[Your task]
Reproduce exactly the lines beginning with the line that contains "of the masonry" and ending at the final line of the material below.

[Dataset entries]
* begin *
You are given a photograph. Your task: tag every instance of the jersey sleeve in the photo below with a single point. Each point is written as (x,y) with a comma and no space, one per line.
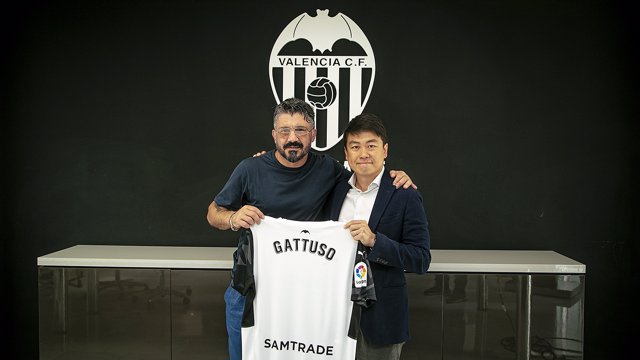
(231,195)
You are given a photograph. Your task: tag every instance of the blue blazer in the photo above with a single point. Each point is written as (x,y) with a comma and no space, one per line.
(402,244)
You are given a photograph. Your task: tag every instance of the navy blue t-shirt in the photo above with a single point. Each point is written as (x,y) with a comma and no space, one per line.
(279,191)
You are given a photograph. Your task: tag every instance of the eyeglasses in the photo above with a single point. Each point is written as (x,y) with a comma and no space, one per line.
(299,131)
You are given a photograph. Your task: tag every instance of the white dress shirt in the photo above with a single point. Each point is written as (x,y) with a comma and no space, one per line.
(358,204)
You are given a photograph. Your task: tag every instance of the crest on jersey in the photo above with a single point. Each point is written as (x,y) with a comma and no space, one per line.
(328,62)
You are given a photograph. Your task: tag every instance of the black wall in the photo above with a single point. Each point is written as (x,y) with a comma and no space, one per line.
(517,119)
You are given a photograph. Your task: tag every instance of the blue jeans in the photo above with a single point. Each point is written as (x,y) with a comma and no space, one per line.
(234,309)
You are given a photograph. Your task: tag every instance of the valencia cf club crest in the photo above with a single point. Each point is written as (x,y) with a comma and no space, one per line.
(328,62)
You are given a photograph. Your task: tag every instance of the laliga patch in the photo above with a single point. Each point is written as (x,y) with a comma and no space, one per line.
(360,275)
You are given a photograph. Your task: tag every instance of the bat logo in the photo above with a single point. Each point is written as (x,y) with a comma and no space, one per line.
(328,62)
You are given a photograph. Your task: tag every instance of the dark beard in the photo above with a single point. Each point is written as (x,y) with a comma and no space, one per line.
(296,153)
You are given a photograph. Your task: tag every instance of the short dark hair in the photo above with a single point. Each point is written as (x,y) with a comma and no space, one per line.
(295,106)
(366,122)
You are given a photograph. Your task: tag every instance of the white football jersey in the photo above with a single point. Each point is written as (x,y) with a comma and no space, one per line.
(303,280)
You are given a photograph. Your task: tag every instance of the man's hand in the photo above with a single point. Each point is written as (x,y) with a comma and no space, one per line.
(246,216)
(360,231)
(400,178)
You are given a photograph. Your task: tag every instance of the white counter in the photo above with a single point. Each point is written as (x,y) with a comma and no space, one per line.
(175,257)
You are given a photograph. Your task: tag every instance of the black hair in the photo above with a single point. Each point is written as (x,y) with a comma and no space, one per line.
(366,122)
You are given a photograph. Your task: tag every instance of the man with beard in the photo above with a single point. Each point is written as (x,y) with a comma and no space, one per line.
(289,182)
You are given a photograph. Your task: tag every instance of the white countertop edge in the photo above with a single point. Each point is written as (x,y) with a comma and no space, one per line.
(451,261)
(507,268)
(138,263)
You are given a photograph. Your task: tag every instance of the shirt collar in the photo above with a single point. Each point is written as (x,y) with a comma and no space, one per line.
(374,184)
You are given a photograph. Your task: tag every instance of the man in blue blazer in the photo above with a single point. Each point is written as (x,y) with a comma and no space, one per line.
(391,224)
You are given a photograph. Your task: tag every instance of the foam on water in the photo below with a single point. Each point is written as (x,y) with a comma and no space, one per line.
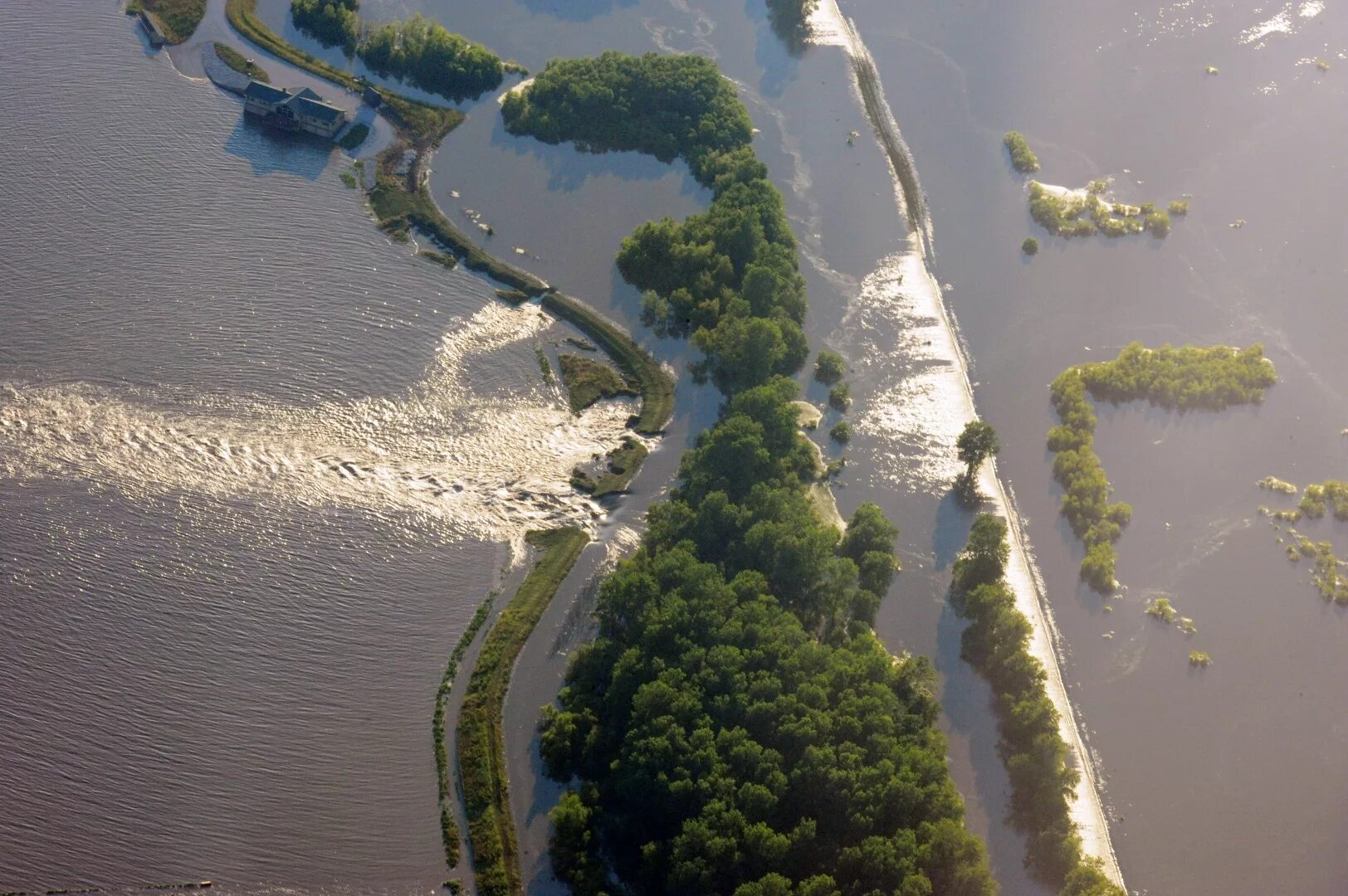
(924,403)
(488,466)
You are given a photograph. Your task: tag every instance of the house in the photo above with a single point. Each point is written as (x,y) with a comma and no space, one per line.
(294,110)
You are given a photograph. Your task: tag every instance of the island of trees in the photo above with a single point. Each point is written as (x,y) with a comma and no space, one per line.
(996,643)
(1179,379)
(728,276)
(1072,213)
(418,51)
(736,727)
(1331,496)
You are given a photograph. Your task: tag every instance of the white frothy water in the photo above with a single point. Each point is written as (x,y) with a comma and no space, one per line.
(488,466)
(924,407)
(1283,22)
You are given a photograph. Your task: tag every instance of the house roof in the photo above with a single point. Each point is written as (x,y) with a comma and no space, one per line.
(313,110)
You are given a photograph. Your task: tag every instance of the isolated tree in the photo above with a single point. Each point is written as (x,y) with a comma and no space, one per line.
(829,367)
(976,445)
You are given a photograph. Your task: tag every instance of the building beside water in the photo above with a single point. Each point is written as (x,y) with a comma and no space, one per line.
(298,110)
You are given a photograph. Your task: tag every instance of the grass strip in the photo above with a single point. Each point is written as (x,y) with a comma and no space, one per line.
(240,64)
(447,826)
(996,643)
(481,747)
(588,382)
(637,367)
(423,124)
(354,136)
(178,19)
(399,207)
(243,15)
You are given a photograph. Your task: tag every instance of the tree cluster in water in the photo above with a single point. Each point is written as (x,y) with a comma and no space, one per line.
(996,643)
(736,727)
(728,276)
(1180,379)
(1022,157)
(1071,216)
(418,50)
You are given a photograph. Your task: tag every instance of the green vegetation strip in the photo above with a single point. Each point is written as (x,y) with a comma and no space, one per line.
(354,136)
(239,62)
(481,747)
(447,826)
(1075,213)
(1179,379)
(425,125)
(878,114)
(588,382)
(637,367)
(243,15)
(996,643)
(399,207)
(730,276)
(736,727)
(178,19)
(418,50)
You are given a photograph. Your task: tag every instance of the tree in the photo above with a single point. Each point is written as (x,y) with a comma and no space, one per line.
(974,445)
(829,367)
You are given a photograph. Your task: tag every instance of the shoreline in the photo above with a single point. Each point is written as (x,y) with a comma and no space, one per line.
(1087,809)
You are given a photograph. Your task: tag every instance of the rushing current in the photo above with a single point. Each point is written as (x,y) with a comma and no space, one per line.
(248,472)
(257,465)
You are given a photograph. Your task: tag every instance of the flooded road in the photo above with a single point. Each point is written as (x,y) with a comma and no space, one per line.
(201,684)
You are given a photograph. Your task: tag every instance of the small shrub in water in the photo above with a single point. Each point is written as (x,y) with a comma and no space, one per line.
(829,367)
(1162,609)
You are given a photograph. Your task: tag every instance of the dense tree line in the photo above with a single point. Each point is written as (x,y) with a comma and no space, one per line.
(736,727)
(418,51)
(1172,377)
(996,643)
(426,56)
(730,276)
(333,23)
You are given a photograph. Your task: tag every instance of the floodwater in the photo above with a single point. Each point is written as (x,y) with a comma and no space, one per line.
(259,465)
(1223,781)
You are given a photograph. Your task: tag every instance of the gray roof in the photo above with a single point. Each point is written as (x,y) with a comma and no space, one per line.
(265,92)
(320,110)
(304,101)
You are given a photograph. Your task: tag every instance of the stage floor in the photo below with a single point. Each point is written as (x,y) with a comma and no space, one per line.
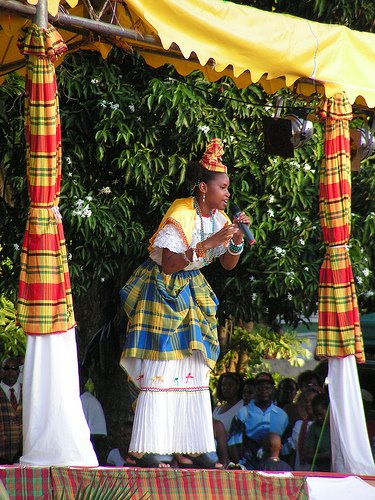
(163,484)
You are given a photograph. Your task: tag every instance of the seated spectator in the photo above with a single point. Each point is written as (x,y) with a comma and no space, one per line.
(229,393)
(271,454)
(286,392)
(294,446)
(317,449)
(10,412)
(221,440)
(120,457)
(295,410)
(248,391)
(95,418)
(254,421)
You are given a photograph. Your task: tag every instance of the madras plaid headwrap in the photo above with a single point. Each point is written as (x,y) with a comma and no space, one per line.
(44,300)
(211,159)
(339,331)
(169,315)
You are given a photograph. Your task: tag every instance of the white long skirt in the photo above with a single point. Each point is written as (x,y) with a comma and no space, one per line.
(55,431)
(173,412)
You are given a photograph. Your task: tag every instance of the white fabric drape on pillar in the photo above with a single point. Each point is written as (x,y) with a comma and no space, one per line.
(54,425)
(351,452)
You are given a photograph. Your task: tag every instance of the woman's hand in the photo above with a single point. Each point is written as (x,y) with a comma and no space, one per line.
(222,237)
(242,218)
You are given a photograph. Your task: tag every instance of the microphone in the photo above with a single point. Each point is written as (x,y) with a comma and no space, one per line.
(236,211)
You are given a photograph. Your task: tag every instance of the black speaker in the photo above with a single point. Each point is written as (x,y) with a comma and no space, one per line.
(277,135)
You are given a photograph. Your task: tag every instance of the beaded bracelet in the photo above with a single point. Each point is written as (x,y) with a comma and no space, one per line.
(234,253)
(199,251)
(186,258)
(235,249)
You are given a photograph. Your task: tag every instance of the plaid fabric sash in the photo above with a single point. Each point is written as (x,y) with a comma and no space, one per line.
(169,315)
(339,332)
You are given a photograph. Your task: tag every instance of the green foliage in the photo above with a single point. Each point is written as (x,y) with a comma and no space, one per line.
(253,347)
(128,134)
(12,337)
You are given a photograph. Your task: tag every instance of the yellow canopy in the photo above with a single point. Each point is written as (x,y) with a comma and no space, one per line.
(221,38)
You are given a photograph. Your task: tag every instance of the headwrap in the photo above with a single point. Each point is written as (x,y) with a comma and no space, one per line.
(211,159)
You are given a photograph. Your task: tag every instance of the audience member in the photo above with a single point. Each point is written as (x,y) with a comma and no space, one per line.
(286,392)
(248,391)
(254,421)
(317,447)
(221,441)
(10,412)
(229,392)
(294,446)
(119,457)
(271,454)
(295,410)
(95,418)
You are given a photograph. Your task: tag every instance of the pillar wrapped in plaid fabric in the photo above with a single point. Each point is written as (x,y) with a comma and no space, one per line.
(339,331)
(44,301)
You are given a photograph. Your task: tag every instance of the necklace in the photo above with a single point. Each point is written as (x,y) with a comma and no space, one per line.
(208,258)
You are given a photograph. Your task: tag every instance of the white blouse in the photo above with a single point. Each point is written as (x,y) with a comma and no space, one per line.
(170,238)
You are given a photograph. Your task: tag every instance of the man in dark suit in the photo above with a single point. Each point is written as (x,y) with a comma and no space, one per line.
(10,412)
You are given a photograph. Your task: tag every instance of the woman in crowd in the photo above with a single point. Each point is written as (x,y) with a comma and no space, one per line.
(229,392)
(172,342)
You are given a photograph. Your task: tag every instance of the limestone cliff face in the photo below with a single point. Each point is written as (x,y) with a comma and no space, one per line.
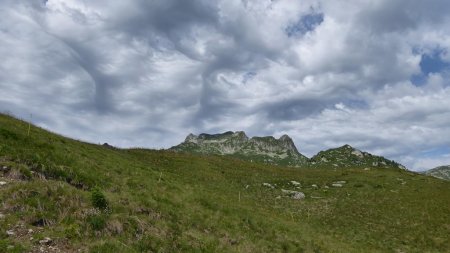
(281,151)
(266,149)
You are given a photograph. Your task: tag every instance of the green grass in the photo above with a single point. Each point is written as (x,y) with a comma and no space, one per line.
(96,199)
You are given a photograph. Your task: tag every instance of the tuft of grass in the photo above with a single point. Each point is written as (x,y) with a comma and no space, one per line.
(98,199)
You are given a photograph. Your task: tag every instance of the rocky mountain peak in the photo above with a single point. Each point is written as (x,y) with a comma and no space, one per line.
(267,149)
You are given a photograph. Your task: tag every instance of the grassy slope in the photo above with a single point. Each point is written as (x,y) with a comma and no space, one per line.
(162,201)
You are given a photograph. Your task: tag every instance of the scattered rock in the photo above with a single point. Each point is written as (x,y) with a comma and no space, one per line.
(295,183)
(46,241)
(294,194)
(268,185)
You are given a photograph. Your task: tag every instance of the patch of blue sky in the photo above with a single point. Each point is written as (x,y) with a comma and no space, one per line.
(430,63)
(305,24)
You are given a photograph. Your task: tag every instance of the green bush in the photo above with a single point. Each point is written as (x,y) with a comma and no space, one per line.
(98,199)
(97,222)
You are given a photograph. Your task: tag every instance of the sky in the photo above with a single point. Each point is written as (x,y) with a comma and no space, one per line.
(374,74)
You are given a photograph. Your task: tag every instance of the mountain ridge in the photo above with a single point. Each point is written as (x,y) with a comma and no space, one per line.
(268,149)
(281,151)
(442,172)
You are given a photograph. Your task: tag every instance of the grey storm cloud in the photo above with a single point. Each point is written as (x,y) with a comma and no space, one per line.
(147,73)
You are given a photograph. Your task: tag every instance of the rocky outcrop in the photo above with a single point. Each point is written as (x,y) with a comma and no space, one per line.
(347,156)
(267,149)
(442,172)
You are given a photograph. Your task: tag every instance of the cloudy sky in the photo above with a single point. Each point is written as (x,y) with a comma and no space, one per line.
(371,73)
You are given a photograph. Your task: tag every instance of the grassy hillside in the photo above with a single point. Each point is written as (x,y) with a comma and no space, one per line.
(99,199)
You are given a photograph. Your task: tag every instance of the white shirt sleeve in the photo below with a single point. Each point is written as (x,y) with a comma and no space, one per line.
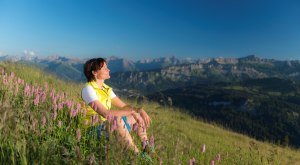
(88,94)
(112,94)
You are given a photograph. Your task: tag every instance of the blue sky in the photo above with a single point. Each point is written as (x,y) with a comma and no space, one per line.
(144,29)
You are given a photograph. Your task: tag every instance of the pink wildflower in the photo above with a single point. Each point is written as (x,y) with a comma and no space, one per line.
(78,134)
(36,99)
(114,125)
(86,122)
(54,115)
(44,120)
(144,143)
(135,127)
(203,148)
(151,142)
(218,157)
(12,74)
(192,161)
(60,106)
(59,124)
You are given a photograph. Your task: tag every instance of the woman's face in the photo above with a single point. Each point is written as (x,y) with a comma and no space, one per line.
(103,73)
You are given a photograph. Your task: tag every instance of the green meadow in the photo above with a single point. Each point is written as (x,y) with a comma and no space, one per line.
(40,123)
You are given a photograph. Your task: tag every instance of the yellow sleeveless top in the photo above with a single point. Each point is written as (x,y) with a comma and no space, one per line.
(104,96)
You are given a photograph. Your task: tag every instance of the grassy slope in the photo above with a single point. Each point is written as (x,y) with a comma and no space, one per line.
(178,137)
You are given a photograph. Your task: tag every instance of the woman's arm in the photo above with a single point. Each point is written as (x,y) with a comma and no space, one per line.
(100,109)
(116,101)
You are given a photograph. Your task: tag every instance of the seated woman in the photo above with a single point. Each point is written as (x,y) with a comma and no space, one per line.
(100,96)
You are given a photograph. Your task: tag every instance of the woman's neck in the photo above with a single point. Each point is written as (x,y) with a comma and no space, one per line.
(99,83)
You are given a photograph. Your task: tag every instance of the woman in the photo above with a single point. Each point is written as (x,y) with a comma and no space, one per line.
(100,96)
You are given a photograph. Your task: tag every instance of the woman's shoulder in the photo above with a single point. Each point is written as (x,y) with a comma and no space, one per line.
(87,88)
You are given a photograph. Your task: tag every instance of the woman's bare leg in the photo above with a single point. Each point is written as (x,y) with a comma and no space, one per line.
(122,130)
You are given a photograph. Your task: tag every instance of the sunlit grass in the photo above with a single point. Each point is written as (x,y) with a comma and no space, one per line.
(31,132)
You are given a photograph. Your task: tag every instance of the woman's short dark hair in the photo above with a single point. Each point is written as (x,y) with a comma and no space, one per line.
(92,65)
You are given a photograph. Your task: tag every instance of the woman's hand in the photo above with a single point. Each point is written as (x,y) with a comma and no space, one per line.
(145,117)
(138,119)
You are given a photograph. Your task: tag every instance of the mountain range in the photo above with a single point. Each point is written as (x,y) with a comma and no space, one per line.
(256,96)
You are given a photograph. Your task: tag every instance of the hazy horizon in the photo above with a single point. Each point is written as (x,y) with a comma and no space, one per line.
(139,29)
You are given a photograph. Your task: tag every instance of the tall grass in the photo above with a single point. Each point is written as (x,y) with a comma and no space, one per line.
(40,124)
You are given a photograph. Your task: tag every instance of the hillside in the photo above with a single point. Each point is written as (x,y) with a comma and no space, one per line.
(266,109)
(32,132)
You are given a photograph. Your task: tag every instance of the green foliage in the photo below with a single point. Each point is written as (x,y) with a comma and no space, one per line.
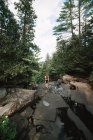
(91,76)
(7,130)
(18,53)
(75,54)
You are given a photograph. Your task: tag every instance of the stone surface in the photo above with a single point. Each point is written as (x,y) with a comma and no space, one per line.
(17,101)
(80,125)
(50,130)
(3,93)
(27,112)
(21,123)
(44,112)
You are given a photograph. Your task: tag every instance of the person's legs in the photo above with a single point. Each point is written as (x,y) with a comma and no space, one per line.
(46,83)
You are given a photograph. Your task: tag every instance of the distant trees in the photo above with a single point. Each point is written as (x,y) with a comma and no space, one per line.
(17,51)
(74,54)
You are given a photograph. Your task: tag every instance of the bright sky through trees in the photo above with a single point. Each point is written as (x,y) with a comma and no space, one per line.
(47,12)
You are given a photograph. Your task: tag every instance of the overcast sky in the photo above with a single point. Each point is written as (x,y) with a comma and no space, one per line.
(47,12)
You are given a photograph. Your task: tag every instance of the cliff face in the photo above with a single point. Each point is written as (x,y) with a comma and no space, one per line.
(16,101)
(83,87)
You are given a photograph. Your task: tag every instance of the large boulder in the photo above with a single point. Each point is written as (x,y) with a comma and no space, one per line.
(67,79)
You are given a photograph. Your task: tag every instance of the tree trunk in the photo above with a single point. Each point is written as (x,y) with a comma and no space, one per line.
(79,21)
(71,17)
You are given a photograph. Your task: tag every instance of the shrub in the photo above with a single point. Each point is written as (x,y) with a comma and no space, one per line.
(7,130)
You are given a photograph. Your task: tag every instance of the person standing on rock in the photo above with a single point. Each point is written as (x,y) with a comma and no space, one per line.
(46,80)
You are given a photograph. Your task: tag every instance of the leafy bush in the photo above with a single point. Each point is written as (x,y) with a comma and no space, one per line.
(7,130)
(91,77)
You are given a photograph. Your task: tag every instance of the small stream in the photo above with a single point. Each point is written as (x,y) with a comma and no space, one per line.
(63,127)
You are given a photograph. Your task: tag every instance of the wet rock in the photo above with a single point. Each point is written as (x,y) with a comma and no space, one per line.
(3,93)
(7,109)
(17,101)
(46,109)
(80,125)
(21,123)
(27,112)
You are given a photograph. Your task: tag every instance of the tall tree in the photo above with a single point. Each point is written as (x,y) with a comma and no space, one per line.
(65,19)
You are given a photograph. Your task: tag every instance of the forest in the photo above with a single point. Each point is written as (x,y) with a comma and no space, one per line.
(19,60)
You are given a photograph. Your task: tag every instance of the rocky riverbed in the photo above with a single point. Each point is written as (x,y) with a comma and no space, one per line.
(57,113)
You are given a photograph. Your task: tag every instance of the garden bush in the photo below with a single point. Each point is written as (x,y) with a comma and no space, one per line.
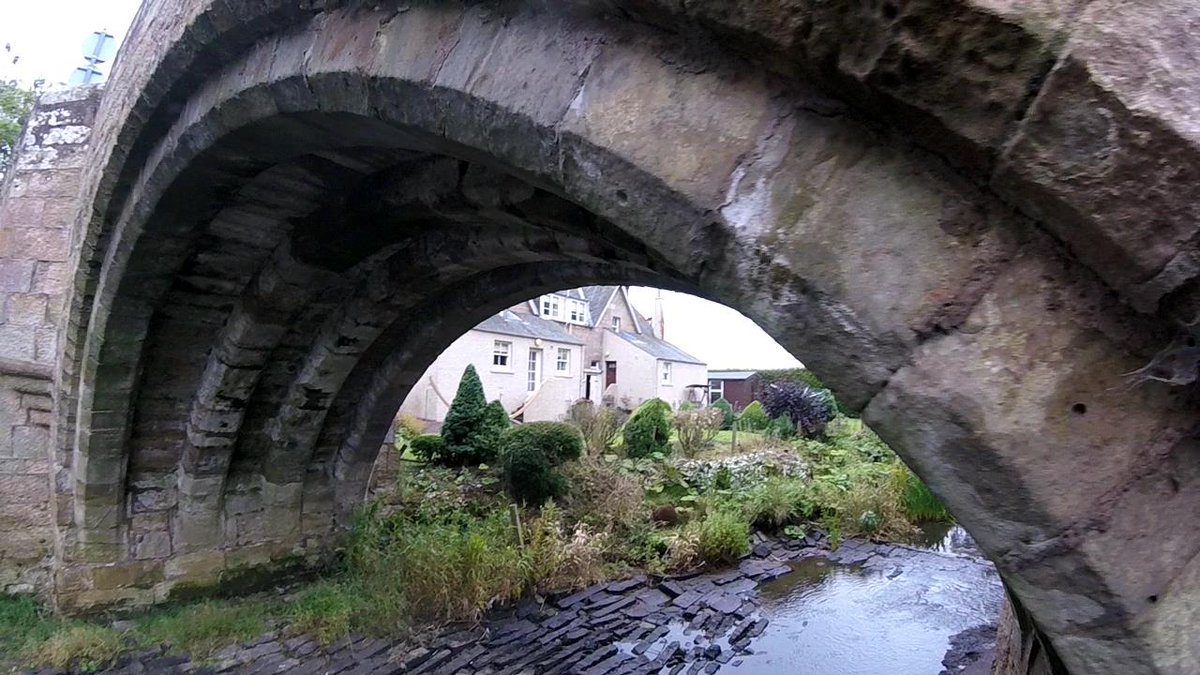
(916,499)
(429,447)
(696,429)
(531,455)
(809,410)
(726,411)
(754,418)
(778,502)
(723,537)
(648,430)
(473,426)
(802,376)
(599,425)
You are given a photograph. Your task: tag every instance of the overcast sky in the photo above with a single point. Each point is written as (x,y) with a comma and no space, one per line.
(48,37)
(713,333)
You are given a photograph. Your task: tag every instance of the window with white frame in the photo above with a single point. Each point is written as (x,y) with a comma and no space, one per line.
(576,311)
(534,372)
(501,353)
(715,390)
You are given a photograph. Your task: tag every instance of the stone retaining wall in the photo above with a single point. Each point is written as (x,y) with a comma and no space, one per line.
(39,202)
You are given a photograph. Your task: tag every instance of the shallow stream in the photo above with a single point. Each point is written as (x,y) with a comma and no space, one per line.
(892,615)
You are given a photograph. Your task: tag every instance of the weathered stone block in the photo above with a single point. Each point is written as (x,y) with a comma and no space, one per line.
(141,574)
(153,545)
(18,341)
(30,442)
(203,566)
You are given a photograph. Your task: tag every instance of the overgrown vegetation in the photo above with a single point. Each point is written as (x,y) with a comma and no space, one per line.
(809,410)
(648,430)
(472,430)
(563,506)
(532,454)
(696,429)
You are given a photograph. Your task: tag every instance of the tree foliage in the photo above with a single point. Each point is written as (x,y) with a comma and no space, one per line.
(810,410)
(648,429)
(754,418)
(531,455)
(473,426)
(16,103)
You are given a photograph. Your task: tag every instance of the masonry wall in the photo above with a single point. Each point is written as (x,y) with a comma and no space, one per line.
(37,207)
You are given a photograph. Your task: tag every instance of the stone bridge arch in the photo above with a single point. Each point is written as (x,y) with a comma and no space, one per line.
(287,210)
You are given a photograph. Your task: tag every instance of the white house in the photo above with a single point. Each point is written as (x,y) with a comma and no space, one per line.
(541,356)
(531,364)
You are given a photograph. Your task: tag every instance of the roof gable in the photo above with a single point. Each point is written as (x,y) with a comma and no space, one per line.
* end *
[The answer]
You are given a photograph. Your task: tag every instance of the masonry wall in the photo above with a single point. Each point is written as (x,y) with a comma and no space, one per line.
(37,207)
You are given a photograph. Your task: tag every instance of the stone bridge arch in the photo above with a single point. Each point is written as (x,y) with a comma and no space, one per line.
(287,210)
You are given a photograph. Your task: tag every instance of the white house in the photo above with a single point. Each point is written as (x,y) with a comma and no space, one per line.
(541,356)
(531,364)
You are given a photograph. Your task: tag every instance of the roof gable in the photo above with a single point. Each point is written as (x,y) with a comma and no space, one per line.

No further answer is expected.